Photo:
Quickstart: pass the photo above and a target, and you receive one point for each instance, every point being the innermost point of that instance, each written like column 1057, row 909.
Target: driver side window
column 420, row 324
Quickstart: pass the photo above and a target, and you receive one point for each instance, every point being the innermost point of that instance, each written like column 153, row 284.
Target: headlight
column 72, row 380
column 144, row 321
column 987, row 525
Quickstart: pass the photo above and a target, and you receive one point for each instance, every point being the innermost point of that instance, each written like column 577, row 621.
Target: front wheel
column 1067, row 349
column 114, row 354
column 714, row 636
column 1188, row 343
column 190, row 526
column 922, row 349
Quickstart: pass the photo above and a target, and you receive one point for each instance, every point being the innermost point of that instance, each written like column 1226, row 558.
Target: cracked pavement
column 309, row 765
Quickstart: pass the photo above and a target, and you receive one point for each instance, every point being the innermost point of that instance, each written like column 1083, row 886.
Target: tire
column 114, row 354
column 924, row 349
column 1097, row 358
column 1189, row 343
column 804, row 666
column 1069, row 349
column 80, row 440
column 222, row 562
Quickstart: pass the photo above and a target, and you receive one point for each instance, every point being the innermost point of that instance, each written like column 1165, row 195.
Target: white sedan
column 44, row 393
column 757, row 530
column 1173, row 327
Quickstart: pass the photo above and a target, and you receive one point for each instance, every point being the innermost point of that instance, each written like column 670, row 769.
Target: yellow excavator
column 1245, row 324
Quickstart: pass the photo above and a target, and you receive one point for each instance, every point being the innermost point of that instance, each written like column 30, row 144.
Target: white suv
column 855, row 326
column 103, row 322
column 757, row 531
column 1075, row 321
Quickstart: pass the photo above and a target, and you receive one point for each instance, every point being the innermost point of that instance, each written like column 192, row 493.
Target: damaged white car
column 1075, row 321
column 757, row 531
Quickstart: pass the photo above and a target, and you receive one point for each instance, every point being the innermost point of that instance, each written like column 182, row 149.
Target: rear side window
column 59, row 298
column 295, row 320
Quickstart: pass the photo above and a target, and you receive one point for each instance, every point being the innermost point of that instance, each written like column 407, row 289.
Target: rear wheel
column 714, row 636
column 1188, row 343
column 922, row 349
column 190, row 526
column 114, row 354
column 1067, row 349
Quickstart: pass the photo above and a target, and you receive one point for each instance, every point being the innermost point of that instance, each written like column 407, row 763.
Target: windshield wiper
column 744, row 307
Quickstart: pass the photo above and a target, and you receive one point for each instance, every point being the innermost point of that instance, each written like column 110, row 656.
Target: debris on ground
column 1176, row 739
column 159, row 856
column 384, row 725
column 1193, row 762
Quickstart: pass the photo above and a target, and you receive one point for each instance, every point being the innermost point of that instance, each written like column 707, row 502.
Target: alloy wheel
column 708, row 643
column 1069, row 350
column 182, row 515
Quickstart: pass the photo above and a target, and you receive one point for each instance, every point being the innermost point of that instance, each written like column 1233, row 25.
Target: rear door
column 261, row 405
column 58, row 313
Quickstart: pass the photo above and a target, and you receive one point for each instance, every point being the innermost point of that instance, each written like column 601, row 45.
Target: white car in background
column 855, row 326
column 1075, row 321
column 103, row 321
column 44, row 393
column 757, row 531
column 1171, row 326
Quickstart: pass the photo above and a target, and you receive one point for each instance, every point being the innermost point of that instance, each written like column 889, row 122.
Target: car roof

* _About this exercise_
Copy the lines above exactly. Start with the line containing "Target: tire", end with the line containing "670, row 769.", and include both.

* _Response_
Target: tire
column 114, row 354
column 924, row 349
column 1097, row 358
column 1189, row 343
column 804, row 666
column 1069, row 349
column 80, row 440
column 222, row 562
Quickstart: pass the photo above and a target, and you receive one point for each instance, every point being the innermost point of that instance, each written like column 1165, row 195.
Target: white sedan
column 44, row 393
column 757, row 530
column 1173, row 327
Quickstart: pass the photo above and a target, and you receive one point for each instance, every point being the innermost point of that instance, each written like column 670, row 769.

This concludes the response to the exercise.